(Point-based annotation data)
>>>
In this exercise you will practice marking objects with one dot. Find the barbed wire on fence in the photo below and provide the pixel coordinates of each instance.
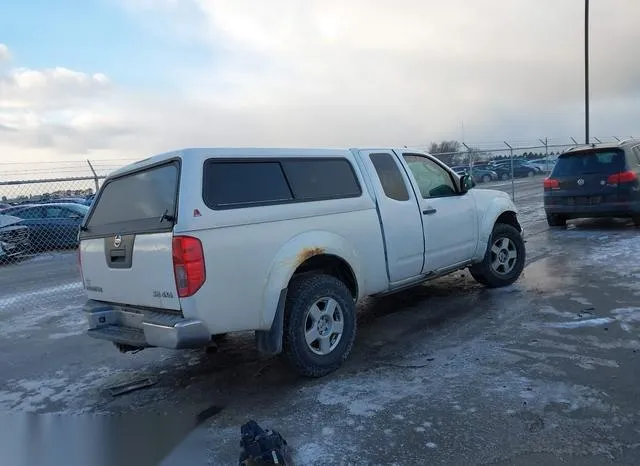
(48, 202)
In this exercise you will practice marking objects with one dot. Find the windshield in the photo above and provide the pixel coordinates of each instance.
(589, 162)
(136, 202)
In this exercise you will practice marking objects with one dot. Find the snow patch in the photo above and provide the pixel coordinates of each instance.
(627, 317)
(582, 323)
(27, 395)
(69, 318)
(581, 300)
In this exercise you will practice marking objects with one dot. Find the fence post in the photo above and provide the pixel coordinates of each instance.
(513, 184)
(546, 153)
(470, 161)
(95, 176)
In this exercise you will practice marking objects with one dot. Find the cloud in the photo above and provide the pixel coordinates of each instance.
(417, 67)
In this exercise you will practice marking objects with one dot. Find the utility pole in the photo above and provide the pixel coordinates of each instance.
(586, 70)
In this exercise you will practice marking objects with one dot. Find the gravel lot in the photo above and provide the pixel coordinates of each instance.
(447, 373)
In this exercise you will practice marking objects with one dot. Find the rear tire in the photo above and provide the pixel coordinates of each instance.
(504, 259)
(319, 325)
(555, 220)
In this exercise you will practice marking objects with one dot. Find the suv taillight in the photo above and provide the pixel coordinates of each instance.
(550, 183)
(624, 177)
(188, 265)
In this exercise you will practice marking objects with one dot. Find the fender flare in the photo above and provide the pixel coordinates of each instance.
(498, 207)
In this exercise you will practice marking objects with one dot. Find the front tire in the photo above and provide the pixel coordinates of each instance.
(319, 325)
(504, 260)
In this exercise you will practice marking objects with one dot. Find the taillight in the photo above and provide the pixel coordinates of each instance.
(624, 177)
(550, 183)
(188, 265)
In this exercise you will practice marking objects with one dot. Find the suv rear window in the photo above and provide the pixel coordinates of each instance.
(136, 202)
(229, 184)
(604, 161)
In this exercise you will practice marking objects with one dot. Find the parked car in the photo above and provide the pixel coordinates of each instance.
(521, 167)
(503, 173)
(480, 174)
(51, 226)
(14, 238)
(590, 181)
(184, 246)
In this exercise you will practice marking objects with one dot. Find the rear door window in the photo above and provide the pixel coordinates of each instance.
(321, 179)
(136, 202)
(390, 177)
(229, 184)
(590, 163)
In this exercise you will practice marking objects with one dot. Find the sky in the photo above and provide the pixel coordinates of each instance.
(116, 80)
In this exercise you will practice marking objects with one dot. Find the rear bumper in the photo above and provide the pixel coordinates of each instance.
(609, 209)
(143, 328)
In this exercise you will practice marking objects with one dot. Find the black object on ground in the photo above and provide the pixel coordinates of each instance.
(262, 447)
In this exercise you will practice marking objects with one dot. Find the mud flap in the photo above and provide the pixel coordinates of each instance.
(269, 342)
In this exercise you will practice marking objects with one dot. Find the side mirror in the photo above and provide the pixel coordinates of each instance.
(466, 183)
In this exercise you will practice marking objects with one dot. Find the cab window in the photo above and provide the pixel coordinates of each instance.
(432, 179)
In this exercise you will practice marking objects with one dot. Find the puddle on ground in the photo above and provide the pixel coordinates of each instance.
(138, 439)
(550, 275)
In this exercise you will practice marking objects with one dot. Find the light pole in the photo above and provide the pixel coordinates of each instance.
(586, 70)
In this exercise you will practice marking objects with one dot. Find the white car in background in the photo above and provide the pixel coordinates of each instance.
(545, 165)
(14, 238)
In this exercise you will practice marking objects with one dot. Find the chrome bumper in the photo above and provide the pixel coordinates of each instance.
(143, 328)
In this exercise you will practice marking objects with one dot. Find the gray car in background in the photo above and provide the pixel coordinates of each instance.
(14, 238)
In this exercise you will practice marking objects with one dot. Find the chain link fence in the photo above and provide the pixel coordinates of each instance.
(39, 222)
(40, 283)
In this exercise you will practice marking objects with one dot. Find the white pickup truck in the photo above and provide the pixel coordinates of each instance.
(191, 244)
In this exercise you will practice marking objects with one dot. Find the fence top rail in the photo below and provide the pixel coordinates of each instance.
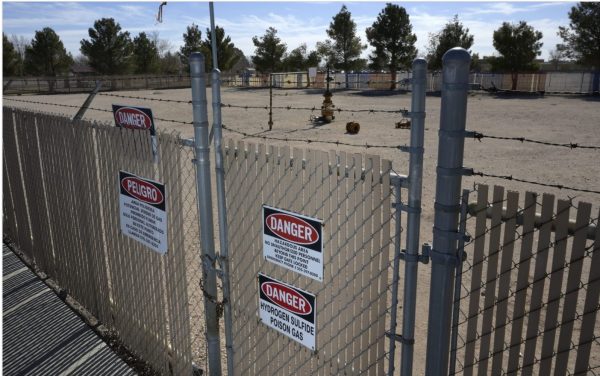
(473, 209)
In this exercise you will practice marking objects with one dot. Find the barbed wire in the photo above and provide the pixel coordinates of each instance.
(100, 78)
(511, 178)
(315, 108)
(264, 107)
(265, 81)
(403, 148)
(90, 108)
(479, 136)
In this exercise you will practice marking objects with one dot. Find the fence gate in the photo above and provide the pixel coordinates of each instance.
(350, 195)
(529, 287)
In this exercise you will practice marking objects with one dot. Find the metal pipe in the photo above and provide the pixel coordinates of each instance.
(455, 84)
(458, 281)
(203, 184)
(415, 181)
(88, 101)
(221, 199)
(396, 274)
(270, 101)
<<<
- WHAT IS EXPECTED
Only the lines from the one containing "Find the light" through the last line of the entries above belong in the copy; reproduce them exactly and drop every picture.

- OUTPUT FOR THIS TASK
In this exercise you will practice marking objects with one dot. Find the light pole in the photo above and provide the pixel coordinates of each instance.
(586, 70)
In this exercise you will practice marking objects with one dot. Find the white car in background in the photo above and provide the pixel coordinates of each instance.
(545, 165)
(14, 238)
In this exercise you will practice marking objects with one dot. Find the chrome bumper in the photo above and provide the pixel coordinates of each instance.
(143, 328)
In this exercise you will practice marking objects with one dot. Find the gray car in background in the photo above and provide the pixel coordinates of each instance.
(14, 238)
In this exercise you will practice marking objects with one dot. Find the chain link fence in the photo above and provide the pixel coordinates of each instance.
(39, 222)
(40, 283)
In this exercise you will practice marking objects with one dot. Find the white pickup truck in the photo above and provide the pixel coordinates of each instance.
(191, 244)
In this exercise you will practice marking objects with one dot. Find the fence top rail in the photo below and provide the pixel coordinates of each instance.
(473, 209)
In this exercise you will practice marking objects with one dot. Find the barbed wire in the photo above and provide the pixel coordinates of each instance.
(100, 78)
(511, 178)
(315, 108)
(264, 107)
(265, 81)
(403, 148)
(90, 108)
(479, 136)
In this exercise you will practice marking objects with one dot. Find the fence gate in the photo above and provide the pixel coordinates of each instance.
(350, 195)
(529, 287)
In this exercise you will practice marking objects with one dot. Find the metal pipe in the photo above and provide the pixel coordinates of each instance.
(455, 84)
(458, 281)
(203, 184)
(415, 181)
(88, 101)
(221, 199)
(396, 274)
(270, 101)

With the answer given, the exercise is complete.